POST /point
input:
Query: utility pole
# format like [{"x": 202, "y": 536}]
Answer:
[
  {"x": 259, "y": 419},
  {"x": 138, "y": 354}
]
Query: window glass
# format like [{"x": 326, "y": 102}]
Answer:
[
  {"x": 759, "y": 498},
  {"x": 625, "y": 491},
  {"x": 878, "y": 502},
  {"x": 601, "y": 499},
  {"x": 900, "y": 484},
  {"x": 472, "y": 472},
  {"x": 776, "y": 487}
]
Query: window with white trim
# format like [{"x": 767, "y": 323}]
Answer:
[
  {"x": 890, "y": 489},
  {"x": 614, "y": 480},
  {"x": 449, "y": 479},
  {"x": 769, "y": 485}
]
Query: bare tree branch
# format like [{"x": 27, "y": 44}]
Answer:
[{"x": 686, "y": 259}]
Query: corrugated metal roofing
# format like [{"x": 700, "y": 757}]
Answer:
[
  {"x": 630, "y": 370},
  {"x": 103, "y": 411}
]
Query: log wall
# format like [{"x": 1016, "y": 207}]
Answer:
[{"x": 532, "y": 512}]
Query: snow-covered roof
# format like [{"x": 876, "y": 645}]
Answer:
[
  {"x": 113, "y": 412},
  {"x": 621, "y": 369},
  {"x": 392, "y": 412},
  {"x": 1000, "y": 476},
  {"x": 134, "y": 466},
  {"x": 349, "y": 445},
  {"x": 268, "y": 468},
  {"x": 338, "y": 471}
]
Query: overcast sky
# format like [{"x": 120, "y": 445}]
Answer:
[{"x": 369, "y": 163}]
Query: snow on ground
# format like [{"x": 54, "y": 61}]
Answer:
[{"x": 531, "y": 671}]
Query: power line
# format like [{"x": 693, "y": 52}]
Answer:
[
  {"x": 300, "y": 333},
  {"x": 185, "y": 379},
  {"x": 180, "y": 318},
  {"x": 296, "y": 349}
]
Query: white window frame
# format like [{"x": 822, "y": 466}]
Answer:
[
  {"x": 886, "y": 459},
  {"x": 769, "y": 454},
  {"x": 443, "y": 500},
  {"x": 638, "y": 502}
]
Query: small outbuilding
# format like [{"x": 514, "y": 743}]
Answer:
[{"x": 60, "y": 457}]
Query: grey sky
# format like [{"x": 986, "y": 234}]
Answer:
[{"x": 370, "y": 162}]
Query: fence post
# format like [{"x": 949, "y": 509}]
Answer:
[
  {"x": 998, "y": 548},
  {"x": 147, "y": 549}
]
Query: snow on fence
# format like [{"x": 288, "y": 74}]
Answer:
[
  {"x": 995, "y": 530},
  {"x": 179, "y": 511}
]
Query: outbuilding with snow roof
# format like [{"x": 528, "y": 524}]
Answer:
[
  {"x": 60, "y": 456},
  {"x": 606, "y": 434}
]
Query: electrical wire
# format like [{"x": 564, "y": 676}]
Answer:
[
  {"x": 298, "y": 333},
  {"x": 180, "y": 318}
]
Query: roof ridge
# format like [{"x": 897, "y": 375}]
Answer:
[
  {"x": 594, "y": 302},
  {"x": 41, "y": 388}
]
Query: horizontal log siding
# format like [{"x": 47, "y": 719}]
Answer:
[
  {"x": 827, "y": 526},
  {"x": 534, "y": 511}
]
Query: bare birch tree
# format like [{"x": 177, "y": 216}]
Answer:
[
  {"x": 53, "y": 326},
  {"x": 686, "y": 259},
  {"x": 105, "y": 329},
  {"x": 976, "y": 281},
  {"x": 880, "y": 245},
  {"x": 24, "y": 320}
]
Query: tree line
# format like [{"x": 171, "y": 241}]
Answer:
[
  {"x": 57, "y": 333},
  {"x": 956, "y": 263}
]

▬▬▬▬▬▬

Rewrite the rows from the line with "Query: grey sky" through the end of the rows, requests included. Scale every x and y coordinate in the answers by 1.2, rounding to whole numbers with halves going up, and leave the request lines and their format samples unchanged.

== Written answer ==
Query: grey sky
# format like [{"x": 986, "y": 234}]
Answer:
[{"x": 444, "y": 194}]
Query: fence post
# format like [{"x": 949, "y": 509}]
Answer:
[
  {"x": 1198, "y": 658},
  {"x": 176, "y": 659}
]
Query: snow on fence
# format like [{"x": 288, "y": 74}]
Answer:
[
  {"x": 1194, "y": 636},
  {"x": 215, "y": 613}
]
Query: outbuilding with snow roof
# format like [{"x": 528, "y": 524}]
Answer:
[
  {"x": 72, "y": 547},
  {"x": 727, "y": 521}
]
Query: electrical wire
# format like [{"x": 564, "y": 676}]
Answer:
[
  {"x": 358, "y": 400},
  {"x": 216, "y": 382}
]
Query: roof ridge
# format like [{"x": 897, "y": 375}]
Answer:
[
  {"x": 713, "y": 362},
  {"x": 49, "y": 466}
]
Query: horizontal log siding
# format like [{"x": 47, "y": 719}]
Answer:
[
  {"x": 992, "y": 631},
  {"x": 641, "y": 613}
]
Query: bare birch tree
# format like [{"x": 177, "y": 216}]
Answer:
[
  {"x": 64, "y": 391},
  {"x": 823, "y": 311},
  {"x": 126, "y": 395},
  {"x": 1171, "y": 337},
  {"x": 1056, "y": 294},
  {"x": 29, "y": 384}
]
Query: tree line
# format like [{"x": 171, "y": 241}]
Answer:
[
  {"x": 68, "y": 400},
  {"x": 1147, "y": 316}
]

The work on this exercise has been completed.